**Work request:** Keep only those lines of the records that include the string "Coordinates".

-----

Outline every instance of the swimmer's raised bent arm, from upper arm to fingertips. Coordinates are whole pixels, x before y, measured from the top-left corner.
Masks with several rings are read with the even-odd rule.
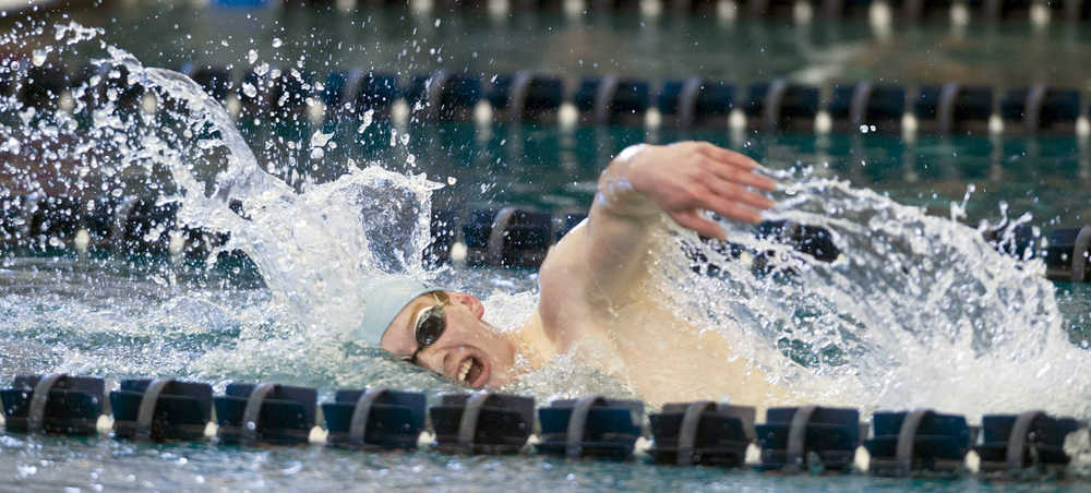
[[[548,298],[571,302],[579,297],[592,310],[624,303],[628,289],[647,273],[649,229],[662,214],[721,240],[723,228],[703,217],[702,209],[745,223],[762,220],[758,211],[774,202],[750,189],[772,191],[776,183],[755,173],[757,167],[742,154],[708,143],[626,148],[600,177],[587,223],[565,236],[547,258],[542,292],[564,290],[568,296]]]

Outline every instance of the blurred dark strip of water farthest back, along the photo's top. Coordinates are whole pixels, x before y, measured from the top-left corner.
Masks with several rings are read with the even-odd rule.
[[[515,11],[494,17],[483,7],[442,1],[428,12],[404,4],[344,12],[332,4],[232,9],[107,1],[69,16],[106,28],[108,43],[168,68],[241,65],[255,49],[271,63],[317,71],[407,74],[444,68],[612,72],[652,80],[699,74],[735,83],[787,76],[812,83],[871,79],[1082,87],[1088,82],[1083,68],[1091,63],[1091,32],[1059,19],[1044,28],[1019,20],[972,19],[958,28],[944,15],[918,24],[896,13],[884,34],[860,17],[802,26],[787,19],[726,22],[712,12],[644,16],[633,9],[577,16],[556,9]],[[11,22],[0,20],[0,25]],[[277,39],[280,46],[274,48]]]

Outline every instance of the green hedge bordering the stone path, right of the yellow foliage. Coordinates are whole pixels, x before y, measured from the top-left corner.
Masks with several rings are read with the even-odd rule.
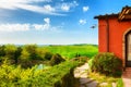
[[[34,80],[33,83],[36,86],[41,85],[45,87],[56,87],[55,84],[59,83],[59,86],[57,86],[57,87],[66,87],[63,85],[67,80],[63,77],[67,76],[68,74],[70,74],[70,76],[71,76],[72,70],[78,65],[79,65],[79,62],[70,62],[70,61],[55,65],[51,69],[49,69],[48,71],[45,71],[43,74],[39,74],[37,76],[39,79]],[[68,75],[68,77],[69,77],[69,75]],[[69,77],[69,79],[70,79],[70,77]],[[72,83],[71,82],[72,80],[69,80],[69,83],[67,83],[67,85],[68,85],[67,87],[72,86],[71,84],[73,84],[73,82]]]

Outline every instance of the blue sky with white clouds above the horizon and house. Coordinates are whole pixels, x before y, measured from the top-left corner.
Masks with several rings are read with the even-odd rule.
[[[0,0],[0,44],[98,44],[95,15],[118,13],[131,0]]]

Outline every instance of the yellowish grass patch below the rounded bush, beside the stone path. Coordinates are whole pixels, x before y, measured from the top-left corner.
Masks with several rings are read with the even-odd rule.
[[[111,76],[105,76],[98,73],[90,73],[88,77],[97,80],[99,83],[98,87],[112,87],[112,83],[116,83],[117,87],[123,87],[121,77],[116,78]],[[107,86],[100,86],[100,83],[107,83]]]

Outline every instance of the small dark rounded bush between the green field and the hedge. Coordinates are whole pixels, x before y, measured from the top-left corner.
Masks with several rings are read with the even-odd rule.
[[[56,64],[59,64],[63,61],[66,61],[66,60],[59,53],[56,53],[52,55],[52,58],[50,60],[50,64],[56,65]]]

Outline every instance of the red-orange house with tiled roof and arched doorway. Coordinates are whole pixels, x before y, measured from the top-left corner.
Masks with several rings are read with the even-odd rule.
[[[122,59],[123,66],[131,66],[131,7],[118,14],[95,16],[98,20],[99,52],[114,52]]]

-----

**The answer:**
Outline every instance of the swimmer's raised bent arm, from upper arm to fingertips. Coordinates are whole pixels, x before y, measured from the top-left corner.
Outline every instance of the blurred dark strip of water farthest back, along the photo's top. Coordinates are whole pixels, x before y, measured from the top-left corner.
Outline every instance of the green hedge bordering the stone path, right of the yellow foliage. Coordinates are whole pixels, x before y, measured from the top-left corner.
Outline every instance of the blue sky with white clouds above the horizon and house. Coordinates are whole pixels, x before y, measured from the top-left corner.
Outline every instance of the yellowish grass patch below the rounded bush, beside the stone path. Coordinates are whole pixels, x before y, measured from the top-left corner.
Outline every instance of the small dark rounded bush between the green field and the hedge. Coordinates are whole pixels, x before y, measured from the top-left corner.
Outline every instance of the red-orange house with tiled roof and arched doorway. Coordinates are whole pixels, x before y, measured from the top-left corner.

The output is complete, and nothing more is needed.